:: Testo della pagina ::

“Il pacifismo ha fatto un fiasco totale, oggi il mondo è coperto dei cadaveri di ragazzi. L’unica grande vittoria dei pacifisti fu quella di aver raggiunto la firma del trattato antinucleare. Una settimana dopo Mao, lui che era un simbolo, buttò l’atomica”

Fernanda Pivano

 

Immaginaria eppure profondamente vera, la cittadina di Spoon River da cent’anni richiama i lettori attraverso le voci di coloro che un tempo l’abitarono e che, dopo la morte, affidano ricordi, rimpianti ed emozioni agli epitaffi incisi sulle proprie lapidi.

È da queste lapidi che il poeta americano Edgar Lee Masters (1868-1950) divenuto celebre per un solo libro, l’Antologia di Spoon River del 1916. Gli epitaffi – raccontati in prima persona dai defunti – di un’immaginaria cittadina Usa, simbolo dei borghi di Petersburg e Lewistown, dove il poeta visse e risiedette come anche il presidente Lincoln, che detestava. Davanti alla schiettezza ruvida con cui Masters racconta adulteri, aborti, tradimenti, bancarotta e banche strozzine, era naturale che i concittadini storcessero il naso. Ma parlare di Spoon River è parlare soprattutto di una giovanissima Fernanda Pivano. Siamo in Italia, negli anni del fascismo. Una “ragazzina” chiede a un importante scrittore di spiegarle la differenza tra letteratura inglese e letteratura americana. Lavorano insieme, per la stessa casa editrice. Una casa editrice il cui direttore editoriale sarà torturato e ucciso dai nazisti nel 1944, dopo essere stato scoperto a pubblicare clandestinamente il giornale di Giustizia e libertà. È questo il clima in cui la ragazza pone la sua buffa domanda, la cui risposta oggi ci appare così scontata.
Il grande scrittore si passa la pipa dall’altra parte della bocca per nascondere un sorriso e non risponde. Una mattina, porta alla ragazza un libro. Si intitola Spoon River Anthology. Lei lo apre, “proprio alla metà”, e resta folgorata da due versi: «mentre la baciavo con l’anima sulle labbra, l’anima d’improvviso mi fuggì». Colta da un impulso irrefrenabile, comincia a tradurlo in italiano. Per parecchi anni traduce e traduce gli stessi ritratti, finché sono ormai parte di lei. Un giorno, lo scrittore le trova il manoscritto con le traduzioni in un cassetto. Lei si vergogna, aspetta “con un gran batticuore” che lui dica qualcosa. Ma lui dice solo: «Allora ha capito che differenza c’è tra la letteratura americana e quella inglese », e si porta via il manoscritto.

:::
:: Voci fornite ::

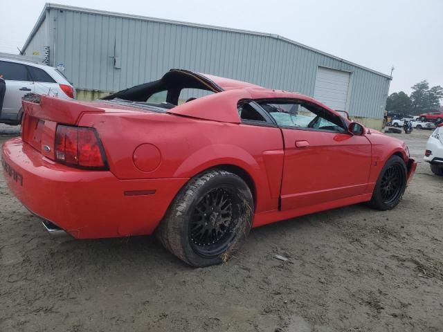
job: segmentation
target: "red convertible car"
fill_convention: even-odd
[[[155,232],[194,266],[228,259],[253,227],[360,202],[392,209],[417,166],[401,141],[309,97],[185,70],[95,102],[23,107],[3,173],[48,228]]]

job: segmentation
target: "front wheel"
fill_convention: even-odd
[[[443,176],[443,167],[437,165],[431,165],[431,170],[435,175]]]
[[[244,244],[253,217],[249,187],[238,176],[212,169],[177,194],[156,234],[163,246],[195,267],[226,261]]]
[[[406,188],[407,174],[404,160],[398,156],[390,157],[379,175],[369,205],[381,211],[395,208]]]

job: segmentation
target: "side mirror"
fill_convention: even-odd
[[[357,122],[351,122],[349,124],[347,130],[352,135],[359,136],[365,133],[365,127]]]

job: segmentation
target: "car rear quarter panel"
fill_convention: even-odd
[[[96,128],[110,170],[118,178],[191,178],[231,165],[252,178],[256,212],[278,207],[284,151],[278,128],[154,113],[87,113],[80,124]],[[134,152],[142,144],[154,145],[161,156],[151,172],[134,163]]]
[[[388,160],[397,154],[408,164],[409,156],[406,153],[404,143],[397,138],[388,136],[381,133],[374,132],[367,135],[372,145],[372,167],[369,176],[369,185],[367,192],[372,192],[375,183]]]

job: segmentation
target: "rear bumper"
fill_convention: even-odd
[[[188,178],[120,180],[42,156],[21,138],[2,149],[3,175],[28,210],[78,239],[152,233]]]

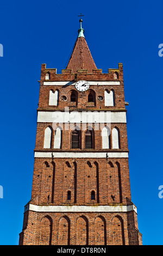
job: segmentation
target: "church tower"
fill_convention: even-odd
[[[123,65],[97,68],[80,20],[66,69],[42,64],[31,199],[20,245],[141,245]]]

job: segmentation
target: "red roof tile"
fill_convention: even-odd
[[[92,73],[92,69],[97,69],[85,38],[78,38],[66,69],[77,74],[78,69],[87,69],[88,73]]]

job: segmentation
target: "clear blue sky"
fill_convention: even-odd
[[[162,1],[1,1],[0,244],[18,245],[32,191],[41,65],[65,68],[82,13],[98,68],[123,64],[131,198],[143,245],[163,245]]]

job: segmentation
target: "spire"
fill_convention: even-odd
[[[79,33],[78,38],[80,38],[80,36],[82,36],[83,38],[85,38],[84,35],[84,29],[82,28],[82,26],[83,20],[80,19],[80,20],[79,20],[79,22],[80,22],[80,28],[79,28],[79,29],[78,30],[78,33]]]
[[[82,26],[83,20],[80,19],[79,22],[79,35],[66,69],[72,69],[73,74],[77,74],[78,69],[87,69],[88,73],[92,73],[92,70],[97,68],[84,35],[84,29]]]

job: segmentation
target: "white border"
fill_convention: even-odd
[[[35,157],[53,158],[106,158],[106,152],[35,152]],[[107,153],[108,158],[128,158],[128,152]]]
[[[137,208],[131,205],[35,205],[29,204],[24,208],[24,212],[28,210],[36,212],[125,212],[134,211],[137,213]]]

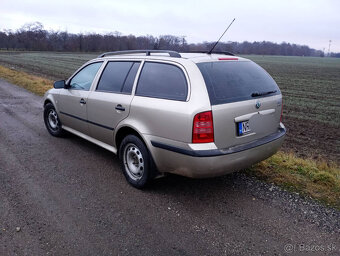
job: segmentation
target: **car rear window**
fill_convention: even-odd
[[[112,61],[107,63],[97,91],[131,93],[139,62]]]
[[[198,63],[212,105],[254,99],[253,93],[280,94],[274,79],[251,61]],[[264,97],[264,96],[262,96]]]
[[[136,95],[185,101],[187,94],[187,80],[179,67],[155,62],[144,64]]]

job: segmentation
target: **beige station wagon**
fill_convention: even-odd
[[[137,188],[165,173],[204,178],[260,162],[283,142],[281,116],[271,76],[228,53],[104,53],[44,97],[50,134],[117,154]]]

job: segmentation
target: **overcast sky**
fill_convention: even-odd
[[[0,30],[40,21],[71,33],[186,36],[189,43],[283,41],[340,52],[338,0],[0,0]]]

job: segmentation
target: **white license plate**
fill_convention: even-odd
[[[249,133],[250,132],[249,121],[239,122],[237,128],[238,136],[242,136],[245,133]]]

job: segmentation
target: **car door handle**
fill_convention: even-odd
[[[120,111],[125,111],[125,108],[124,108],[122,105],[120,105],[120,104],[118,104],[118,105],[115,107],[115,109],[120,110]]]

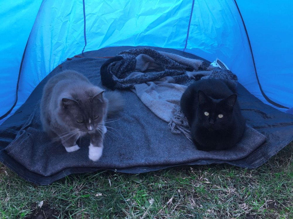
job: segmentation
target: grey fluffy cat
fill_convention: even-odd
[[[88,157],[97,161],[102,156],[107,131],[105,119],[123,105],[119,93],[104,91],[75,71],[64,71],[52,77],[45,86],[41,101],[44,131],[61,140],[68,152],[79,149],[76,140],[89,135]]]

:::

Esercizi:
A. Rispondi a queste domande sul testo dedicato a Spoon River:
(i) In che anno è uscita l'Antologia di Spoon River?
(ii) Quali due borghi simboleggia la cittadina immaginaria?
(iii) In che anno fu ucciso dai nazisti il direttore editoriale della casa editrice?
B. Scrivi il seguito del testo su Spoon River, a partire dopo la sua ultima frase.

Risposte in ordine:
A.
(i) Nel 1916.
(ii) Petersburg e Lewistown.
(iii) Nel 1944.

B.
Nel 1943, quello scrittore, Cesare Pavese, e quella ragazzina, Fernanda Pivano, curano la prima edizione italiana del capolavoro di Masters, che esce con il titolo di Antologia di S. River, ammiccamento a un improbabile Santo, al quale la censura concede il lasciapassare. Salvo poi rimangiarselo qualche giorno dopo e sequestrare il libro per “immoralità della copertina” – una copertina bianca orlata di verde -.
Fernanda Pivano è stata sicuramente molto più che un’americanista: è stata un crocevia della cultura italiana dopo la fine della guerra, quando molti, grazie prima di tutto a Elio Vittorini e al cinema d’oltreoceano (fino a quel momento assai poco conosciuto nella nostra Italia autarchica che si sognava romana), scoprirono non soltanto l’America ma anche e soprattutto la voglia d’America.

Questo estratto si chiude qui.